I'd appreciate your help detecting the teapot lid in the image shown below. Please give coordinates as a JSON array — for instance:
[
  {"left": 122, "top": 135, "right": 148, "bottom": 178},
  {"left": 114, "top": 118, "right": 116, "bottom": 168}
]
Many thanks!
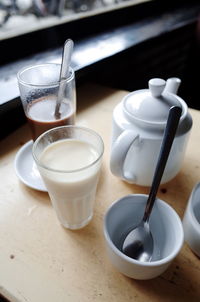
[{"left": 124, "top": 78, "right": 181, "bottom": 124}]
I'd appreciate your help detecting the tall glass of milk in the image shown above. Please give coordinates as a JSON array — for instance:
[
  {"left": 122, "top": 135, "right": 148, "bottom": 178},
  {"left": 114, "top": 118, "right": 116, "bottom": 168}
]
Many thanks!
[{"left": 33, "top": 126, "right": 104, "bottom": 229}]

• **What is expected**: Write out every line of the entries above again, requests included, shifting each bounding-box coordinate in the answers up by 47. Keep the sample arrays inside the requests unchanged, and leave out the pictures.

• **Solved problem**:
I'd appreciate your help detecting the teapot lid in the image shown below. Please give coordinates as a JSON array — for instance:
[
  {"left": 122, "top": 135, "right": 148, "bottom": 178},
  {"left": 114, "top": 118, "right": 116, "bottom": 168}
]
Many thanks!
[{"left": 171, "top": 125, "right": 228, "bottom": 171}]
I'd appreciate your help detecting the tall glass of milk in the image shown above. Please give coordinates as a JSON array — for instance:
[
  {"left": 122, "top": 135, "right": 148, "bottom": 178},
  {"left": 114, "top": 118, "right": 116, "bottom": 168}
]
Many thanks!
[{"left": 80, "top": 173, "right": 151, "bottom": 276}]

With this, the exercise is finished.